WORK TO BE COMPLETED
Print out each entry below exactly, please.

━━━ ENTRIES SUPPLIED

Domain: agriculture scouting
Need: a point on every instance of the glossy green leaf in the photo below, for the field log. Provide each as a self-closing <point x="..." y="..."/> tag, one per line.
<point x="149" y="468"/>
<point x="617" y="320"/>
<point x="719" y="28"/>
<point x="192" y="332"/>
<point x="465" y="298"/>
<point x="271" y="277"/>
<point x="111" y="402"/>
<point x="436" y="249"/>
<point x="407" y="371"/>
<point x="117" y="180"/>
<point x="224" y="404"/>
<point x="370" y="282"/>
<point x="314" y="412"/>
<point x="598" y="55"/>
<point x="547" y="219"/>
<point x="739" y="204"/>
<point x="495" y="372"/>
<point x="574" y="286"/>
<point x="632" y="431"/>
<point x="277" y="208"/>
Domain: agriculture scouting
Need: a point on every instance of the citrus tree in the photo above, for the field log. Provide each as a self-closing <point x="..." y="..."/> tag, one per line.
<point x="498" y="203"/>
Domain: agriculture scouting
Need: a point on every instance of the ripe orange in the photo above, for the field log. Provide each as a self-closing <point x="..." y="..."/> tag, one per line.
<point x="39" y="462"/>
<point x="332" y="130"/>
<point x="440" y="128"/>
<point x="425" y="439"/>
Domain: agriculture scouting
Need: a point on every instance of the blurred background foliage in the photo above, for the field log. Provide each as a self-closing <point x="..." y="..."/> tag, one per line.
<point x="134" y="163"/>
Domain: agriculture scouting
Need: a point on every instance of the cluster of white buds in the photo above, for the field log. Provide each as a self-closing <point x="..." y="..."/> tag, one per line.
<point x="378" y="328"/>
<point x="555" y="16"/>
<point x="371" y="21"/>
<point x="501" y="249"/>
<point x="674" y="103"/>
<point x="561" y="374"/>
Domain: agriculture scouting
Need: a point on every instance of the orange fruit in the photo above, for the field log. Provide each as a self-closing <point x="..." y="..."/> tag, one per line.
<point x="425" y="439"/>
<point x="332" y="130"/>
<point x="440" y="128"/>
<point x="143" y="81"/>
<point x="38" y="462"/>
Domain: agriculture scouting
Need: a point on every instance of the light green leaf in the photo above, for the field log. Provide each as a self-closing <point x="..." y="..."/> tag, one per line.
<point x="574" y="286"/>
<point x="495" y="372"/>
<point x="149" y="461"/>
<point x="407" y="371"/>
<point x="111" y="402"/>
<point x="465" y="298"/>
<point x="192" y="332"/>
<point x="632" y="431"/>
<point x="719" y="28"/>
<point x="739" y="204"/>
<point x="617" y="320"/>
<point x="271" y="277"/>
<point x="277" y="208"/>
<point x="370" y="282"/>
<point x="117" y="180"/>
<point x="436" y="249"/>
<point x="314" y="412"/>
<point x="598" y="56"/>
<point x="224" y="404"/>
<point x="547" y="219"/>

━━━━━━

EXERCISE ANSWER
Domain: agriculture scouting
Need: a point on every instance of the glossy green leaf in the photo below, for the field log. Provide each as a self-closing <point x="..." y="..."/> tag, one per line.
<point x="149" y="468"/>
<point x="617" y="320"/>
<point x="719" y="28"/>
<point x="192" y="332"/>
<point x="465" y="298"/>
<point x="271" y="277"/>
<point x="111" y="402"/>
<point x="436" y="249"/>
<point x="407" y="371"/>
<point x="117" y="180"/>
<point x="224" y="404"/>
<point x="370" y="282"/>
<point x="314" y="412"/>
<point x="598" y="55"/>
<point x="547" y="219"/>
<point x="739" y="204"/>
<point x="495" y="372"/>
<point x="574" y="286"/>
<point x="632" y="431"/>
<point x="277" y="208"/>
Domain: agriculture scouting
Need: a point on every instance of the citrus tree in the photo above, for the field log. Provide each as a self-closing <point x="..." y="..."/> tag, one per line.
<point x="498" y="203"/>
Domain: agriculture scouting
Need: a point on every instance of the ripe orange in the photo above, for the field log. Provide each as a self-closing <point x="..." y="..."/> tag, one per line.
<point x="39" y="462"/>
<point x="332" y="130"/>
<point x="440" y="128"/>
<point x="425" y="439"/>
Domain: agriculture scouting
Need: a point on every instance of the blurred background foliage in the photo above, for the field log. Provide each as a self-closing <point x="..." y="..."/> tag, one per line.
<point x="134" y="163"/>
Domain: agriculture scouting
Need: a point on every instance of the cluster of white buds in the photo above, for the field log. Provide each as a self-closing <point x="..." y="..."/> tag, one per line.
<point x="378" y="328"/>
<point x="555" y="16"/>
<point x="371" y="21"/>
<point x="501" y="249"/>
<point x="674" y="103"/>
<point x="561" y="374"/>
Domain: agriculture scouting
Need: a point on every instance of the orange fruit in the photo above, for the field log. Provide each as a self-closing <point x="..." y="..."/> tag, one per line.
<point x="425" y="439"/>
<point x="332" y="130"/>
<point x="440" y="128"/>
<point x="143" y="81"/>
<point x="38" y="462"/>
Domain: agriculture scouting
Need: a point on every instance of the light green leaf in the photo above, for the field log. Provide each as a self-closing <point x="..." y="..."/> tag, one per line.
<point x="574" y="286"/>
<point x="495" y="372"/>
<point x="149" y="461"/>
<point x="407" y="371"/>
<point x="111" y="402"/>
<point x="465" y="298"/>
<point x="192" y="332"/>
<point x="632" y="431"/>
<point x="719" y="28"/>
<point x="739" y="204"/>
<point x="617" y="320"/>
<point x="271" y="277"/>
<point x="277" y="208"/>
<point x="370" y="282"/>
<point x="117" y="180"/>
<point x="436" y="249"/>
<point x="314" y="412"/>
<point x="598" y="56"/>
<point x="224" y="404"/>
<point x="547" y="219"/>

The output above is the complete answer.